◆ Task to carry out: Transcribe the data that follows precisely, omitting nothing.

◆ Data for this task:
============================================================

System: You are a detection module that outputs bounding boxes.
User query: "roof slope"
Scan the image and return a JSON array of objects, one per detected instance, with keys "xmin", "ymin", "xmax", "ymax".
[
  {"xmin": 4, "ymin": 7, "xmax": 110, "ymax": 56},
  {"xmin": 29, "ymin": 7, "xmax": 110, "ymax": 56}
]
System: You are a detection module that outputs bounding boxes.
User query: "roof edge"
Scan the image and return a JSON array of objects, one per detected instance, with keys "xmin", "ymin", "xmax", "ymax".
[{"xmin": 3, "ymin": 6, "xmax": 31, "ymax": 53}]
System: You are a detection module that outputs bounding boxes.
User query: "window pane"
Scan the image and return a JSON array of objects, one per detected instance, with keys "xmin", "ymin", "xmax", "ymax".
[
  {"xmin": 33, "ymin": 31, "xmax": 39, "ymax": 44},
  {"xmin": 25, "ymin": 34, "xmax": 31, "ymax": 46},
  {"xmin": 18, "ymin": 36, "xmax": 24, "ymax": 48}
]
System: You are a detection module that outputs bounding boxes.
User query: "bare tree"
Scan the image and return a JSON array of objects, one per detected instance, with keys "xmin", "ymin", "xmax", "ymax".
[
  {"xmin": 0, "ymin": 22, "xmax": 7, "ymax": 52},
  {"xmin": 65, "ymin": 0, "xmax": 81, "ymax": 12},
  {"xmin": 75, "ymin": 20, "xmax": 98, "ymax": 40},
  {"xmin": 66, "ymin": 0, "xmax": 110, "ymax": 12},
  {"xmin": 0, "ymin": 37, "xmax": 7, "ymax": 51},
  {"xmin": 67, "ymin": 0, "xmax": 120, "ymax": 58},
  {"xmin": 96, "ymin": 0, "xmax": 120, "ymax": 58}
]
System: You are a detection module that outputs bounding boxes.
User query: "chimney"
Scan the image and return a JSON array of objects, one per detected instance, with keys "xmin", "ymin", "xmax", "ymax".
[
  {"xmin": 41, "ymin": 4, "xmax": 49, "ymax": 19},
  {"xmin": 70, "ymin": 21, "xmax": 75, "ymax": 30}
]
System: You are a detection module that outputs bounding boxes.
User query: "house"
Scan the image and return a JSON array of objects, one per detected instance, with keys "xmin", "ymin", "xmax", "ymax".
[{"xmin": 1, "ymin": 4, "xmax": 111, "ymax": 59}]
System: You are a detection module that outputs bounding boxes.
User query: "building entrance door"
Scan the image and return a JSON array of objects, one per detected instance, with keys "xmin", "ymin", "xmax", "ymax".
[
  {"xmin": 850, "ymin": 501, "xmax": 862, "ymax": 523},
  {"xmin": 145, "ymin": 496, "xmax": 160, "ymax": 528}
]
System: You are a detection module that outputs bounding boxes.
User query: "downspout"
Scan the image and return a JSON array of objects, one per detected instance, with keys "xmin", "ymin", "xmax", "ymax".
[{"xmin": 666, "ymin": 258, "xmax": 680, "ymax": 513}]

============================================================

◆ Exercise response:
System: You are a detection module that outputs bounding boxes.
User query: "roof slope"
Scan the image and return a JSON array of objects, one per detected instance, with keys "xmin", "ymin", "xmax", "ymax".
[
  {"xmin": 4, "ymin": 7, "xmax": 110, "ymax": 56},
  {"xmin": 29, "ymin": 7, "xmax": 110, "ymax": 56}
]
System: You are a detection module that outputs bounding boxes.
User query: "roof edge"
Scan the image and return a JSON array of objects, one per detected instance, with keys "xmin", "ymin", "xmax", "ymax".
[{"xmin": 3, "ymin": 6, "xmax": 31, "ymax": 53}]
System: You are a detection module that outputs bounding boxes.
User query: "window pane"
Scan the image and return a JSON array of objects, one per detected instance, with keys "xmin", "ymin", "xmax", "ymax".
[
  {"xmin": 33, "ymin": 31, "xmax": 39, "ymax": 44},
  {"xmin": 25, "ymin": 34, "xmax": 31, "ymax": 46},
  {"xmin": 18, "ymin": 36, "xmax": 24, "ymax": 48}
]
System: You are a detection module that outputs bounding boxes.
User query: "bare tree"
Scan the image and return a JSON array of objects, one per detected instance, with keys "xmin", "ymin", "xmax", "ymax".
[
  {"xmin": 0, "ymin": 22, "xmax": 7, "ymax": 52},
  {"xmin": 65, "ymin": 0, "xmax": 81, "ymax": 12},
  {"xmin": 75, "ymin": 20, "xmax": 98, "ymax": 40},
  {"xmin": 66, "ymin": 0, "xmax": 110, "ymax": 12},
  {"xmin": 0, "ymin": 37, "xmax": 7, "ymax": 51},
  {"xmin": 67, "ymin": 0, "xmax": 120, "ymax": 58},
  {"xmin": 96, "ymin": 0, "xmax": 120, "ymax": 58}
]
System: You are a detection module that outputs bounding boxes.
User query: "chimney"
Scan the image and return a JSON array of objects, one per detected instance, with keys "xmin", "ymin", "xmax", "ymax".
[
  {"xmin": 41, "ymin": 4, "xmax": 49, "ymax": 19},
  {"xmin": 70, "ymin": 21, "xmax": 75, "ymax": 30}
]
System: You are a detection module that outputs bounding boxes.
User query: "house"
Scan the image and return a JSON array of objects, one per detected instance, with keys "xmin", "ymin", "xmax", "ymax".
[{"xmin": 1, "ymin": 4, "xmax": 111, "ymax": 59}]
System: You are a detection module that outputs bounding boxes.
User query: "building entrance door"
Scan the image and return a JSON array of objects, one per detected instance, with keys "xmin", "ymin", "xmax", "ymax".
[
  {"xmin": 850, "ymin": 501, "xmax": 862, "ymax": 523},
  {"xmin": 145, "ymin": 496, "xmax": 160, "ymax": 528}
]
System: You are a detection module that outputs bounding boxes.
User query: "downspout"
Scan the image and return a JSON array of objects, one per detected instance, with keys "xmin", "ymin", "xmax", "ymax".
[{"xmin": 666, "ymin": 258, "xmax": 680, "ymax": 513}]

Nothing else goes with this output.